### Consigne 1
Dans l'entretien avec Susheela Raman, condensez sous forme de liste le paragraphe qui commence par « A l'occasion de la sortie en salle », en conservant ses faits principaux.

--- Texte extrait ---

Conversation avec SUSHEELA RAMAN, enchanteresse à la voix envoûtante !

Marjolaine Gout | 26 mai 2014
Marjolaine Gout | 26 mai 2014

A l'occasion de la sortie en salle du haletant thriller Avant L'Aube, nous nous sommes entretenues avec Susheela Raman qui prête ses cordes vocales à la chanson Penne. Une rencontre riche d'autant que cette grande prêtresse de la musique, qui manie les sons et influences avec brio, s'incarne comme une artiste novatrice et incontournable ! Détournant les frontières musicales, elle redessine une géographie mélodique des plus surprenantes! Les musiques ancestrales d'Asie du Sud rencontrent la fougue électrique de cette Circé britannique d'origine indienne, mais élevée en Australie ! A l'image de ses pérégrinations qui ont forgé son identité, elle nous invite dans un voyage mystique et rock'n'roll aux confins de son univers intérieur. Dépaysement total assuré ! Ses sonorités, qui provoquent de temps à autre un rejet de la bonne société indienne et de sa diaspora, invitent à découvrir le monde d'une perceptive auditive inédite! Par la fusion des musiques traditionnelles et modernes émerge une expérience sensorielle fabuleuse. Susheela se confie ici sur son incursion en terre cinématographique, sur ses aspirations et expérimentations musicales.

 

 

En dehors du long-métrage Un Nom pour un autre (Mira Nair, 2007) était-ce la première fois que vous collaboriez à la musique d'un film ?

--- Données extraites ---

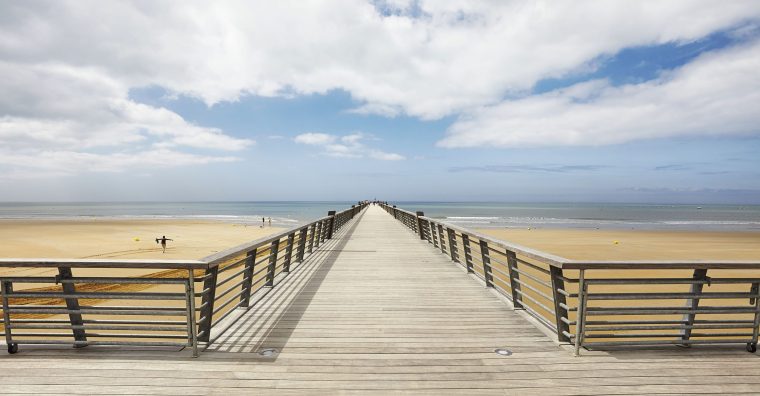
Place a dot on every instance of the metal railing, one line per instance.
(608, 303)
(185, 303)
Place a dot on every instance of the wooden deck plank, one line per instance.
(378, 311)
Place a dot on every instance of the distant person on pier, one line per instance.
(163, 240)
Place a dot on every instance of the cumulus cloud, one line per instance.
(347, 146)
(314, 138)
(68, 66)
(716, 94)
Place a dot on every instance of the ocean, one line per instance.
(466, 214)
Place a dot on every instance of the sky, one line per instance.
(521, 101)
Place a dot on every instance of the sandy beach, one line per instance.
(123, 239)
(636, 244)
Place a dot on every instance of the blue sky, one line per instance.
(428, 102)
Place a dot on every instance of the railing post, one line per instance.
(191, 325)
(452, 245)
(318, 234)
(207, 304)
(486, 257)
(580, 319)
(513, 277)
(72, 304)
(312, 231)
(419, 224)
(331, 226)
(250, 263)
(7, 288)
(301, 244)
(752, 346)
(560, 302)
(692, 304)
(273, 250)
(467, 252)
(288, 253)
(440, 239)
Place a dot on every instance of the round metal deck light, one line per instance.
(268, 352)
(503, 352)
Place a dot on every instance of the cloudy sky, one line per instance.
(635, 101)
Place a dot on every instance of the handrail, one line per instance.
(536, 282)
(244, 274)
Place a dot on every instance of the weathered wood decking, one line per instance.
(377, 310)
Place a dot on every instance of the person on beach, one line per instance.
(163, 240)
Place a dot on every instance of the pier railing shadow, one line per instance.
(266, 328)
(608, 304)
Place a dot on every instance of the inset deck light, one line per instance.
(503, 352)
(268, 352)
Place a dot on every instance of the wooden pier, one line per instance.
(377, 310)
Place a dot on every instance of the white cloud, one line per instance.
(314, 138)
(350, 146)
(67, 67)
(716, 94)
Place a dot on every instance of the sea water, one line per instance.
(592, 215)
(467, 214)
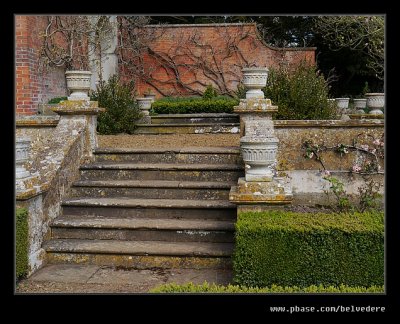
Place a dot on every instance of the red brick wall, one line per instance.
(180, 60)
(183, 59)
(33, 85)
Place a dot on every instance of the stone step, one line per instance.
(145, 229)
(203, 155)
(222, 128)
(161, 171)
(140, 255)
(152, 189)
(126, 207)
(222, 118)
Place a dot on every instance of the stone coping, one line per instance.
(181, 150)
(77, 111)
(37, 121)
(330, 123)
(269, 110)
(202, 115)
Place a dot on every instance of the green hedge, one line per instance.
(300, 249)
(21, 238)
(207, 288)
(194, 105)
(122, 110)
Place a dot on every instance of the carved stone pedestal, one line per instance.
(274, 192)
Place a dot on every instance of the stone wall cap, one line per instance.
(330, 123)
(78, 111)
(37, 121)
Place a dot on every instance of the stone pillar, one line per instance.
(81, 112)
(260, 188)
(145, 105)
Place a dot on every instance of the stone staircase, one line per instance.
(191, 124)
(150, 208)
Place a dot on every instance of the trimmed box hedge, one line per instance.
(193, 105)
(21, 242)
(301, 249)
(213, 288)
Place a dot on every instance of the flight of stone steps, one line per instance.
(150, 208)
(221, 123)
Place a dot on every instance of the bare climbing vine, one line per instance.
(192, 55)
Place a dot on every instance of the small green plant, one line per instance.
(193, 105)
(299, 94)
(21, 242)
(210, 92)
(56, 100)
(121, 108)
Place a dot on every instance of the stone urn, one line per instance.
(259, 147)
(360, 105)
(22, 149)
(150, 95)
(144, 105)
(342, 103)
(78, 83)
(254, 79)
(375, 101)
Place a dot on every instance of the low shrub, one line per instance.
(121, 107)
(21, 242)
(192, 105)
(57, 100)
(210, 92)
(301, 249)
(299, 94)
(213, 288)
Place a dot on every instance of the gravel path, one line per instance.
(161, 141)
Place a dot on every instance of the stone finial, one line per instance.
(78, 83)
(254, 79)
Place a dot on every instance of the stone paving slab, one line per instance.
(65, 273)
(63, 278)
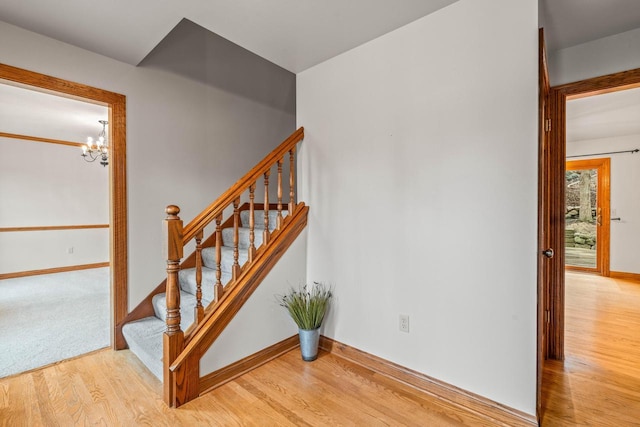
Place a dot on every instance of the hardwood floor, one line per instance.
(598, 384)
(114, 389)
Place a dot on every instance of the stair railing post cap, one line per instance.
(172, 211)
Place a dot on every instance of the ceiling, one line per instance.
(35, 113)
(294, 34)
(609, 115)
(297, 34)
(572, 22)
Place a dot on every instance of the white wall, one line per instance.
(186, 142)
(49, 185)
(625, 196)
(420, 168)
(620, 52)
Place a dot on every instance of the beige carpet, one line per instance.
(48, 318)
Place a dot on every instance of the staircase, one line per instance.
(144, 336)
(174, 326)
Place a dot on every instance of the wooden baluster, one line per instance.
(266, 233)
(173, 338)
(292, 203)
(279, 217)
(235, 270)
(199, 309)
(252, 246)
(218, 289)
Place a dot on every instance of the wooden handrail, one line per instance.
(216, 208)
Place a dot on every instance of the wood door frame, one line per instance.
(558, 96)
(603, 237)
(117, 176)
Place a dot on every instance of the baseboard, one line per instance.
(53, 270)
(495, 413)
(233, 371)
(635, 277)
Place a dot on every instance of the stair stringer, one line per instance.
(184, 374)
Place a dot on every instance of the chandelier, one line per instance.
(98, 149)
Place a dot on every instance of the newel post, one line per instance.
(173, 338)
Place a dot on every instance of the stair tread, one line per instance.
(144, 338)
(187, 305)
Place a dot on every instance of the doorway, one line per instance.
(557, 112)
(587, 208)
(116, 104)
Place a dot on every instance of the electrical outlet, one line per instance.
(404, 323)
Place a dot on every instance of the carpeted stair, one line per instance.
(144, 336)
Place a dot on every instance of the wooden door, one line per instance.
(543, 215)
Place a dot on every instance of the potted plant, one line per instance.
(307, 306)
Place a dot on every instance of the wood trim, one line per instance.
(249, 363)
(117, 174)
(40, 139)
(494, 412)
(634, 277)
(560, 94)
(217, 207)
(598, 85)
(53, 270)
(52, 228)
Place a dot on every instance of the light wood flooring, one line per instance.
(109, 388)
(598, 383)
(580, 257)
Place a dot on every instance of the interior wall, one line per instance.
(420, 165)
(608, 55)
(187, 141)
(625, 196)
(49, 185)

---

### Consigne 2
Dupliquez sans aucune modification les lignes des enregistrements, de la ligne contenant « Place a dot on every instance of the stair stringer, one » jusqu'à la fin des enregistrements, ces deux bornes comprises.

### Corrigé détaillé 1
- Contexte : sortie en salle du thriller Avant L'Aube ; entretien avec Susheela Raman, qui chante Penne.
- Profil : artiste novatrice qui manie sons et influences ; Britannique d'origine indienne, élevée en Australie.
- Style : fusion des musiques ancestrales d'Asie du Sud avec une énergie électrique, pour un voyage mystique et rock'n'roll.
- Réception : ses sonorités suscitent parfois le rejet de la bonne société indienne et de sa diaspora.
- Sujets abordés : son incursion dans le cinéma, ses aspirations et ses expérimentations musicales.

### Corrigé détaillé 2
Place a dot on every instance of the stair stringer, one line per instance.
(184, 374)
Place a dot on every instance of the chandelier, one line per instance.
(98, 149)
Place a dot on every instance of the newel post, one line per instance.
(173, 338)
Place a dot on every instance of the stair tread, one line per instance.
(144, 338)
(187, 305)
Place a dot on every instance of the doorway, one line per instance.
(557, 112)
(587, 208)
(116, 104)
Place a dot on every instance of the electrical outlet, one line per instance.
(404, 323)
Place a dot on every instance of the carpeted stair, one line per instance.
(144, 336)
Place a dot on every instance of the wooden door, one line per instance.
(543, 215)
Place a dot on every instance of the potted plant, one line per instance.
(307, 306)
Place a dot on every instance of the wood trim, one line per instance.
(249, 363)
(117, 174)
(40, 139)
(494, 412)
(634, 277)
(560, 94)
(217, 207)
(598, 85)
(53, 270)
(52, 228)
Place a dot on every instance of the light wood flooring, one line per instance.
(109, 388)
(598, 383)
(580, 257)
Place a dot on every instance of the interior wall, one line per instance.
(420, 165)
(608, 55)
(187, 141)
(625, 196)
(49, 185)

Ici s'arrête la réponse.